• [Consigne 1]:
D'après l'article, à quel moment l'idée du livre est-elle venue à Guillaume Glorieux ?

• [Article]:
Quelle est la genèse de cet ouvrage?

Guillaume Glorieux. - L’idée m’est venue pendant les confinements en 2020 alors que je cherchais un projet fédérateur pour mon équipe, à un moment où nous étions tous isolés. Je voulais quelque chose qui nous permette de continuer à travailler ensemble. Profiter de ce temps coupé du monde me paraissait idoine pour réfléchir aux idées reçues autour du bijou, parce qu’elles sont très nombreuses! Mais elles ne sont pas toutes forcément totalement erronées. Il s’agit plutôt de vérités largement répandues qui deviennent une sorte de poncif, de lieu commun, avec une part de vérité, mais aussi de flou, voire d’erreur. Notre idée était de partir de ce que les gens savent et les emmener vers un savoir plus précis, plus rigoureux, les élever, au sens originel du mot «élève».

Montre Tuttitutti en or blanc, diamants, émeraudes, améthystes, obsidienne, corail, chrysoprase et calcédoine, CARTIER. Blazer en laine, MEYER. MAONA MICOUD ANTOINE COQUELET

Comment avez-vous procédé à la sélection des dix-neuf idées reçues qui constituent le livre?

G. G. - Chacun a réfléchi de son côté, puis on a partagé les idées, fait le tri. Certaines se recoupaient, d’autres étaient presque identiques ou moins pertinentes. On en a retenu finalement dix-neuf qui constituent autant de chapitres. Ensuite, à la rédaction, il y a eu de nombreux allers-retours. Chacun a relu ses propres textes, mais aussi ceux des autres. C’est une œuvre collective, comme un bijou! Ce qui est d’ailleurs une des idées reçues du livre que nous démontons: «Un bijou est l’œuvre d’un seul artiste.»

Collier Tubogas de haute joaillerie en or rose, turquoise, tanzanite, diamants, BVLGARI. MAONA MICOUD ANTOINE COQUELET

Quelles étaient les idées reçues évidentes?

• [Consigne 2]:
Placez toutes les lignes des entrées qui suivent dans une liste JSON de chaînes, à raison d'une chaîne par ligne, en omettant les lignes vides.

• [Données sources]:
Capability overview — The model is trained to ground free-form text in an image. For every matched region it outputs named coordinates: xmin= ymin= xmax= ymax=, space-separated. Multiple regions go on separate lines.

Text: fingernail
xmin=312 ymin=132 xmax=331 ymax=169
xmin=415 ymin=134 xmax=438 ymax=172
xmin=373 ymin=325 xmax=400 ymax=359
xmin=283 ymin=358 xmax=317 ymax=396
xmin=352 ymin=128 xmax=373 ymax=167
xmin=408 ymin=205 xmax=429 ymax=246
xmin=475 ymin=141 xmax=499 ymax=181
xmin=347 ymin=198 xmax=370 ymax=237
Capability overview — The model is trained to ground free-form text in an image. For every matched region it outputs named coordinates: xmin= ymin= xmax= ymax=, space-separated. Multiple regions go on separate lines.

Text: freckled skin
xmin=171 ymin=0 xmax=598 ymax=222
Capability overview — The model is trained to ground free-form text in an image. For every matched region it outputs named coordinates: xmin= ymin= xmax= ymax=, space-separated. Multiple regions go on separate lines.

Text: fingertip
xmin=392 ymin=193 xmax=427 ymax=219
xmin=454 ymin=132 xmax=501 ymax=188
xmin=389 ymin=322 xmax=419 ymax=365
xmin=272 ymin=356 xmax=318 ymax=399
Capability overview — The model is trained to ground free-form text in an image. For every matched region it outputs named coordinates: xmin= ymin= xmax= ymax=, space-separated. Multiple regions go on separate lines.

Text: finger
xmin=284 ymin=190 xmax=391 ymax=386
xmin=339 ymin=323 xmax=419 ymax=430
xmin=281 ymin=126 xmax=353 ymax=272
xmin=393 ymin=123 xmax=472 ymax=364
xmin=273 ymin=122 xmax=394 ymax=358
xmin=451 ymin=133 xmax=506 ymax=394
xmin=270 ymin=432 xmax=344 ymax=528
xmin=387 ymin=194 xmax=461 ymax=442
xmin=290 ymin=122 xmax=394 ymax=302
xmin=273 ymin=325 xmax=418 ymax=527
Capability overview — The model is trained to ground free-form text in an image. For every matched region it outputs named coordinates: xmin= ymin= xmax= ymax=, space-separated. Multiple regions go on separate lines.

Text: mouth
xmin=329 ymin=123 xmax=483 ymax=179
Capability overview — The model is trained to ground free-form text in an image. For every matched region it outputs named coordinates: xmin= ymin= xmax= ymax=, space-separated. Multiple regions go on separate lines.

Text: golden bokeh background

• [Réponse attendue 1]:
Pendant les confinements en 2020.

• [Réponse attendue 2]:
[
  "Capability overview — The model is trained to ground free-form text in an image. For every matched region it outputs named coordinates: xmin= ymin= xmax= ymax=, space-separated. Multiple regions go on separate lines.",
  "Text: fingernail",
  "xmin=312 ymin=132 xmax=331 ymax=169",
  "xmin=415 ymin=134 xmax=438 ymax=172",
  "xmin=373 ymin=325 xmax=400 ymax=359",
  "xmin=283 ymin=358 xmax=317 ymax=396",
  "xmin=352 ymin=128 xmax=373 ymax=167",
  "xmin=408 ymin=205 xmax=429 ymax=246",
  "xmin=475 ymin=141 xmax=499 ymax=181",
  "xmin=347 ymin=198 xmax=370 ymax=237",
  "Capability overview — The model is trained to ground free-form text in an image. For every matched region it outputs named coordinates: xmin= ymin= xmax= ymax=, space-separated. Multiple regions go on separate lines.",
  "Text: freckled skin",
  "xmin=171 ymin=0 xmax=598 ymax=222",
  "Capability overview — The model is trained to ground free-form text in an image. For every matched region it outputs named coordinates: xmin= ymin= xmax= ymax=, space-separated. Multiple regions go on separate lines.",
  "Text: fingertip",
  "xmin=392 ymin=193 xmax=427 ymax=219",
  "xmin=454 ymin=132 xmax=501 ymax=188",
  "xmin=389 ymin=322 xmax=419 ymax=365",
  "xmin=272 ymin=356 xmax=318 ymax=399",
  "Capability overview — The model is trained to ground free-form text in an image. For every matched region it outputs named coordinates: xmin= ymin= xmax= ymax=, space-separated. Multiple regions go on separate lines.",
  "Text: finger",
  "xmin=284 ymin=190 xmax=391 ymax=386",
  "xmin=339 ymin=323 xmax=419 ymax=430",
  "xmin=281 ymin=126 xmax=353 ymax=272",
  "xmin=393 ymin=123 xmax=472 ymax=364",
  "xmin=273 ymin=122 xmax=394 ymax=358",
  "xmin=451 ymin=133 xmax=506 ymax=394",
  "xmin=270 ymin=432 xmax=344 ymax=528",
  "xmin=387 ymin=194 xmax=461 ymax=442",
  "xmin=290 ymin=122 xmax=394 ymax=302",
  "xmin=273 ymin=325 xmax=418 ymax=527",
  "Capability overview — The model is trained to ground free-form text in an image. For every matched region it outputs named coordinates: xmin= ymin= xmax= ymax=, space-separated. Multiple regions go on separate lines.",
  "Text: mouth",
  "xmin=329 ymin=123 xmax=483 ymax=179",
  "Capability overview — The model is trained to ground free-form text in an image. For every matched region it outputs named coordinates: xmin= ymin= xmax= ymax=, space-separated. Multiple regions go on separate lines.",
  "Text: golden bokeh background"
]